>> START

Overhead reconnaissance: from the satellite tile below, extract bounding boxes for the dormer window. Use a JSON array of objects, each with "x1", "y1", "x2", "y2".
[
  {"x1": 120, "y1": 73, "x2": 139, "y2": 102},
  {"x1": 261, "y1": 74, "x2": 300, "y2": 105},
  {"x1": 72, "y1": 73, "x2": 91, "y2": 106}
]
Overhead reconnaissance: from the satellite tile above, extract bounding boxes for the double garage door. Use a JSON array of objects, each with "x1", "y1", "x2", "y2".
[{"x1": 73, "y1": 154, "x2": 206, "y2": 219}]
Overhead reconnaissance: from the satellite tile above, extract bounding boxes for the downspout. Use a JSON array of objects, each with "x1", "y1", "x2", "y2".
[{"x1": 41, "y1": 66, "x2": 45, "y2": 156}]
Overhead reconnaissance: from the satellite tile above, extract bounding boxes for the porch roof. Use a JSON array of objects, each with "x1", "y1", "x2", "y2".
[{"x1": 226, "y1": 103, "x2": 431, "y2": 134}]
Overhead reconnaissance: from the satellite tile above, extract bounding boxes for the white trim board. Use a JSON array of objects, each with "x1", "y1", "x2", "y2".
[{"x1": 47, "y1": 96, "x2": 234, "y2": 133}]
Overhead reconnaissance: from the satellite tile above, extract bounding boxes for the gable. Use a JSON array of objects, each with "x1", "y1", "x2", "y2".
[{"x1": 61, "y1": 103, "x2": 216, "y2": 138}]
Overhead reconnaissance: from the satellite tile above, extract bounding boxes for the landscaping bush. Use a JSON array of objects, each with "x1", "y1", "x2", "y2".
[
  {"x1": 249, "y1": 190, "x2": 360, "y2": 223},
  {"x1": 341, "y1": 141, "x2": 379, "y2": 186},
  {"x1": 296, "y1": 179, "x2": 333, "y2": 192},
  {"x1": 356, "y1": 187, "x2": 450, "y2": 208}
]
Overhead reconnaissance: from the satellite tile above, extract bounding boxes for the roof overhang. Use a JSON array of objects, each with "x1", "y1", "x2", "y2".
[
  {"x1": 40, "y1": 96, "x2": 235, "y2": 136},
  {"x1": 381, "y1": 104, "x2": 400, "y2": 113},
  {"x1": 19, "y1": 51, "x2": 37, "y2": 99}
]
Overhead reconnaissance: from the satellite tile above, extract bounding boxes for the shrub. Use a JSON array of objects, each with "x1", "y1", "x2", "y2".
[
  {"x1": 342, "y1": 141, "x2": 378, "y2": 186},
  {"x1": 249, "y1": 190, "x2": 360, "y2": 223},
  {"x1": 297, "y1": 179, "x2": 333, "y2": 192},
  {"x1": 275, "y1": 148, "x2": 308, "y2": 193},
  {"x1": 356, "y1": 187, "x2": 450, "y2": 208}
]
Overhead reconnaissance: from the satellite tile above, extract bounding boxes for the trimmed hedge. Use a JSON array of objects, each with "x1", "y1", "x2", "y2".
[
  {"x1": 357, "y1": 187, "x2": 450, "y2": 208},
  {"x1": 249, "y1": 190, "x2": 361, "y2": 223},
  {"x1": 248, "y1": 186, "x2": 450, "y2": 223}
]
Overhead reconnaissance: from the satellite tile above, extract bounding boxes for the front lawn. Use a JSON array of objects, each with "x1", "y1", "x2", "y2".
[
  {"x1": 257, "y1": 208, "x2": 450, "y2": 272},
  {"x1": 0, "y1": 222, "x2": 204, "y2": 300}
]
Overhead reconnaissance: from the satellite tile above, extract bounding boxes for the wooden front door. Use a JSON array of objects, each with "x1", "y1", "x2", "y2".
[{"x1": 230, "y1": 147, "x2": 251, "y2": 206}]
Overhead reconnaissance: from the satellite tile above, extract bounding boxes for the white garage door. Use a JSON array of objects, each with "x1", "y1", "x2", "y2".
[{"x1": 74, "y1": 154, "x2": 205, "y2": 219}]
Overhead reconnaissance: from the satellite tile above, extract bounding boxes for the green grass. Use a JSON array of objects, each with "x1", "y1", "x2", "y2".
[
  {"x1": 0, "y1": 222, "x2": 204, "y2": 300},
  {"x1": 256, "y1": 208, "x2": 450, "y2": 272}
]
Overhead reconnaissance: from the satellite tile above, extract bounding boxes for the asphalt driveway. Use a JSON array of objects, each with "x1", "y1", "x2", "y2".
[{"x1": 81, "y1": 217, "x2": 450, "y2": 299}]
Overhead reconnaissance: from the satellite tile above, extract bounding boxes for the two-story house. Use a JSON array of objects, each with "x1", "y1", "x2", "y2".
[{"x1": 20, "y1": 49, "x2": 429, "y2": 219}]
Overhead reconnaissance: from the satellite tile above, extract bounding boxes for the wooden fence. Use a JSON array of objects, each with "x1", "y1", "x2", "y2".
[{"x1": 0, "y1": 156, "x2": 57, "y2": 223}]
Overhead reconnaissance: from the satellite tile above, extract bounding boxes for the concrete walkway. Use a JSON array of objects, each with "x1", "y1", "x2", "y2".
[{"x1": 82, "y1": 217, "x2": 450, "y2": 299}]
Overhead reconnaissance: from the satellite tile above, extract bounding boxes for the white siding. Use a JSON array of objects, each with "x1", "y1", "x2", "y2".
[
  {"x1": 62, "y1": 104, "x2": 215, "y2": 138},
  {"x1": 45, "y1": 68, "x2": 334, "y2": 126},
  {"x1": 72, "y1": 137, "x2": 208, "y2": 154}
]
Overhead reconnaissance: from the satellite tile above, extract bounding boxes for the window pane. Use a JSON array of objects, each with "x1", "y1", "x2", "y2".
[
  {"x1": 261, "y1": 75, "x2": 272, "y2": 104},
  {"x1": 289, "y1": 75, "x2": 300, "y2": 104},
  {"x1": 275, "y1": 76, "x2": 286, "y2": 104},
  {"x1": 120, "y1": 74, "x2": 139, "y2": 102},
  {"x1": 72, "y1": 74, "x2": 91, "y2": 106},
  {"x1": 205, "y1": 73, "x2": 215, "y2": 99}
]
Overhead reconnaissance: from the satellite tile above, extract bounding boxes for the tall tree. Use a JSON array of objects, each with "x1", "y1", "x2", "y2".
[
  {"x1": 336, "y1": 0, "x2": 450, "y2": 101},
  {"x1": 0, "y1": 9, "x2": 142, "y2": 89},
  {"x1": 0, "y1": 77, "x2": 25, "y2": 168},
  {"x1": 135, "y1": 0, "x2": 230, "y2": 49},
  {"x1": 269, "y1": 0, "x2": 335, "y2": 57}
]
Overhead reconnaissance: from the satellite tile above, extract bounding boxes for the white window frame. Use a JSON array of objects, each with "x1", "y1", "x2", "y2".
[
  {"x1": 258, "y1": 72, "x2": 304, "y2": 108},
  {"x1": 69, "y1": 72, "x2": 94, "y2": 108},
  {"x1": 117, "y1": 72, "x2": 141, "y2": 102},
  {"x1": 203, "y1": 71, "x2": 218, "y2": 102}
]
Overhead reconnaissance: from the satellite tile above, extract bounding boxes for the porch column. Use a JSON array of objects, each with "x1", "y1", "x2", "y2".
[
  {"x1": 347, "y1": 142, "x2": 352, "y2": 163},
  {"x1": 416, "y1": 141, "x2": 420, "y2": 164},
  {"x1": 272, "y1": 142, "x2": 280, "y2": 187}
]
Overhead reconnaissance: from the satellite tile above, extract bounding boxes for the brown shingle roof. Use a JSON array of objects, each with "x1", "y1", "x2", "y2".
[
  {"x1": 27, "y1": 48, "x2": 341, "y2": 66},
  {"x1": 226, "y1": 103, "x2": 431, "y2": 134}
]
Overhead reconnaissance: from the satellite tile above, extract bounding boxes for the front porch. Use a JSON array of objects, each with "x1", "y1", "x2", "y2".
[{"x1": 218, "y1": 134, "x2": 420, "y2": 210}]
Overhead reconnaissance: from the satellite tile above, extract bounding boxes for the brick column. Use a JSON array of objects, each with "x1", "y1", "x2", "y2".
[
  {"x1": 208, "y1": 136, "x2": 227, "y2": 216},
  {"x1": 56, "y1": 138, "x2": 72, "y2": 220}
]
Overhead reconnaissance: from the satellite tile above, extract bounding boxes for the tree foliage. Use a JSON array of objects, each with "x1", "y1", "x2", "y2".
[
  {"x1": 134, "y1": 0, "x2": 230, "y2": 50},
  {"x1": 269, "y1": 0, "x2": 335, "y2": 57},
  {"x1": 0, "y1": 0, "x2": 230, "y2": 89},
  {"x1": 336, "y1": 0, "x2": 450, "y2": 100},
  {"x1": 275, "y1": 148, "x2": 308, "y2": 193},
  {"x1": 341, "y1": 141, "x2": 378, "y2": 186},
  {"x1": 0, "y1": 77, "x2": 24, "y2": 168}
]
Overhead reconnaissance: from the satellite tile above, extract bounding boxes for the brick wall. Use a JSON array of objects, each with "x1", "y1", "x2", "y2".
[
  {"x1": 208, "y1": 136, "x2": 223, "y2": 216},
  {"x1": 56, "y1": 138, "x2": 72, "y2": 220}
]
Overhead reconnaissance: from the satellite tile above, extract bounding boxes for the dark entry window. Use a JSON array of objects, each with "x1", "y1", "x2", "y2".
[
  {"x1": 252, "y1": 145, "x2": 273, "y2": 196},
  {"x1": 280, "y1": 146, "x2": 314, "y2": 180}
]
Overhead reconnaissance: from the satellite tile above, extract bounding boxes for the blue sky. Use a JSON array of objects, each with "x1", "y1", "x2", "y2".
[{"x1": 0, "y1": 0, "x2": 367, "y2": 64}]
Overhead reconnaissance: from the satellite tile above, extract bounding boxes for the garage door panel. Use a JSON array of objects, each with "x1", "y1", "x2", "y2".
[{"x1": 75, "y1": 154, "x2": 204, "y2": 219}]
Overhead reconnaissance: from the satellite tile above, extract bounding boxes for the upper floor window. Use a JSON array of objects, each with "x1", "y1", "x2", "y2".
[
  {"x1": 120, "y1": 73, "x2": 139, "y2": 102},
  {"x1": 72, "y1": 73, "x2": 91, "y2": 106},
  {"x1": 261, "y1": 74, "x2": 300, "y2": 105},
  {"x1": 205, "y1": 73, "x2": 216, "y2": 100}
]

>> END
>> START

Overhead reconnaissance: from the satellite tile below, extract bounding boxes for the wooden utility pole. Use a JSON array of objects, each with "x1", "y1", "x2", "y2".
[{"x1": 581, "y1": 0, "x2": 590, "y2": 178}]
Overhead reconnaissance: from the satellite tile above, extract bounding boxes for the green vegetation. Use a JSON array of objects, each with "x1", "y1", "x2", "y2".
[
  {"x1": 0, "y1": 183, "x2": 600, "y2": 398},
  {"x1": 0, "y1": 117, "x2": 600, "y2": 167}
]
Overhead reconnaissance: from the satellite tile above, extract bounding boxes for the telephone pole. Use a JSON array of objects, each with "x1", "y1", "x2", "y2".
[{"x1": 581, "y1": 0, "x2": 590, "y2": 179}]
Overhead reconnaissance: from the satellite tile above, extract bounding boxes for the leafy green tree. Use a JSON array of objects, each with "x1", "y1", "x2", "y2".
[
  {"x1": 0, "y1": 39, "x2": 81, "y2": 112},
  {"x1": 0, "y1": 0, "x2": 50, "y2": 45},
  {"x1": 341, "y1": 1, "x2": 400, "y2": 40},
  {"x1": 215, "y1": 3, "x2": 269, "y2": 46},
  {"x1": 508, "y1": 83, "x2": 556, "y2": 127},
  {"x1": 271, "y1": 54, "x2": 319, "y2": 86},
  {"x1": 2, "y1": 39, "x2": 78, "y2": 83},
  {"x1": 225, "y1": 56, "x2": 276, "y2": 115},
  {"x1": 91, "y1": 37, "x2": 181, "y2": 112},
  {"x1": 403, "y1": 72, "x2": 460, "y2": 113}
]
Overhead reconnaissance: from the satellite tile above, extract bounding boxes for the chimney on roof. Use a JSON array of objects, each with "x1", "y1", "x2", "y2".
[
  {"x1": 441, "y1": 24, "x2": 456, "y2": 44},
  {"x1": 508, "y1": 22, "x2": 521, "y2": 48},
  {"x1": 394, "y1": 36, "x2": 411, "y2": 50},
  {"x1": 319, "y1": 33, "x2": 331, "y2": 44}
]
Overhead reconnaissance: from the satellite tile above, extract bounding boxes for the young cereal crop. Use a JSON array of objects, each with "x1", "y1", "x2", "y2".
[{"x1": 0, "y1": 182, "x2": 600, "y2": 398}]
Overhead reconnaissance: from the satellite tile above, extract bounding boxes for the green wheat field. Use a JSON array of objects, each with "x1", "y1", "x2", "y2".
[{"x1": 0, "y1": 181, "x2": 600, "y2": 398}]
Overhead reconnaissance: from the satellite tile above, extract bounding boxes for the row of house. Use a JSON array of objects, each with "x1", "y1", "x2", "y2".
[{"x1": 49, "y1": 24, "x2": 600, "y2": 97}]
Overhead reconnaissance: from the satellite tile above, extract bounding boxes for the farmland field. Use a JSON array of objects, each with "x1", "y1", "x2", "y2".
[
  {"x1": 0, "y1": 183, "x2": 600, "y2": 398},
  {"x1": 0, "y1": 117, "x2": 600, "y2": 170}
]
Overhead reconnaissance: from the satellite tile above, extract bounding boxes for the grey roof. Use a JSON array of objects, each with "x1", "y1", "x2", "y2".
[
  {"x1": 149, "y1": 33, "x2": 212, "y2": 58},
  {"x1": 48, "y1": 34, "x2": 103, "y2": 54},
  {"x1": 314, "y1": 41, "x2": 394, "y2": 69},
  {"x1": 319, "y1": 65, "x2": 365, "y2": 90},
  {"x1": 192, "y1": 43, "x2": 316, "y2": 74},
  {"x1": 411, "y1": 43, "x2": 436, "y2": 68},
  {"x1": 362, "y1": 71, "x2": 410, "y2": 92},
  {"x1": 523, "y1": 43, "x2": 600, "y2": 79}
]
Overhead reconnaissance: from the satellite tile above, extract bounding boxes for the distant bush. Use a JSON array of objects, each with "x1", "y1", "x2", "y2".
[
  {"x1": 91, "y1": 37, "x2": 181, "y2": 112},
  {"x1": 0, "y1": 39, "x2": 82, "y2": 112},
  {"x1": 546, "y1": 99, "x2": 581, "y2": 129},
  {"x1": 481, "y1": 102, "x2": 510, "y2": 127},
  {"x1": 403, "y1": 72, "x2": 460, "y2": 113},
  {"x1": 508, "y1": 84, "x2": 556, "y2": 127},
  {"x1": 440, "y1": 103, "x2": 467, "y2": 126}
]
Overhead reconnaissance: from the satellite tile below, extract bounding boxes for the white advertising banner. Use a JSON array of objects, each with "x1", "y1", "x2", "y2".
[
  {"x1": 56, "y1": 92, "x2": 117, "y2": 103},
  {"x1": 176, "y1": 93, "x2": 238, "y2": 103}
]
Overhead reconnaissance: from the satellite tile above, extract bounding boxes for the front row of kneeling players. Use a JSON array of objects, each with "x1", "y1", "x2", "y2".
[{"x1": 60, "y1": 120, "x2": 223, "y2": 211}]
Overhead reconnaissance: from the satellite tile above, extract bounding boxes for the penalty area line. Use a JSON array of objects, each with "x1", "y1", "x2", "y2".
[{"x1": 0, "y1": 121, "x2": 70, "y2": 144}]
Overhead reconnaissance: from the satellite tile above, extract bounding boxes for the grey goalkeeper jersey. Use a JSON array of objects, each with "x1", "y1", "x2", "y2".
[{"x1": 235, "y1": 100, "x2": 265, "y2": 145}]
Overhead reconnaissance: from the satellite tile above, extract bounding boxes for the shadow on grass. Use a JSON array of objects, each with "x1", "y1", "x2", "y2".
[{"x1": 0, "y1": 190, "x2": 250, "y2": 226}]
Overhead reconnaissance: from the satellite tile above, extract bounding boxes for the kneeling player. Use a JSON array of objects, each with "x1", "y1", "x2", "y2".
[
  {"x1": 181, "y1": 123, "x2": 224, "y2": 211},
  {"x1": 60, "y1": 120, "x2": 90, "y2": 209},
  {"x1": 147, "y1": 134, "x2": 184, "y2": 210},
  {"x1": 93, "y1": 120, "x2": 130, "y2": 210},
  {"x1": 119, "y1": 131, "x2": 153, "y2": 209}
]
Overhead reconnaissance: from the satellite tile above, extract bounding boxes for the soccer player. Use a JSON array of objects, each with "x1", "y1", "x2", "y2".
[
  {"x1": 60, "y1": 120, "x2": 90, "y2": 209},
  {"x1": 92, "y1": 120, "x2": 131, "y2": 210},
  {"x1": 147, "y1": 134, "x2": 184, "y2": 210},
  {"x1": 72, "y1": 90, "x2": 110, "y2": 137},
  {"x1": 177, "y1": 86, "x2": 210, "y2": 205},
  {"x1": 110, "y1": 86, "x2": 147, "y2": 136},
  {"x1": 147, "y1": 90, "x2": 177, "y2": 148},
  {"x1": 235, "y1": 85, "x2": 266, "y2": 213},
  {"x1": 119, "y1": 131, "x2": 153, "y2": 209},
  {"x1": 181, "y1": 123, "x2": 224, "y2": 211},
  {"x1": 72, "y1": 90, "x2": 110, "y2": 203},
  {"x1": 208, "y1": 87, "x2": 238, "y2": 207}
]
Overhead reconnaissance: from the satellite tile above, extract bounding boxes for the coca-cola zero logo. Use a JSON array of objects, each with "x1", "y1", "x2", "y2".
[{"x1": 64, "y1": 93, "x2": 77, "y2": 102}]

>> END

List every line in the data above that contains the string "brick", copying each such line in full.

Overhead reconnaissance: from the satellite tile above, extract bounding boxes for the brick column. Use a JSON array of objects, each with "x1", "y1", "x2", "y2".
Overhead reconnaissance: from the satellite tile above, extract bounding boxes for the brick wall. Use a JSON array of objects, each with "x1", "y1", "x2", "y2".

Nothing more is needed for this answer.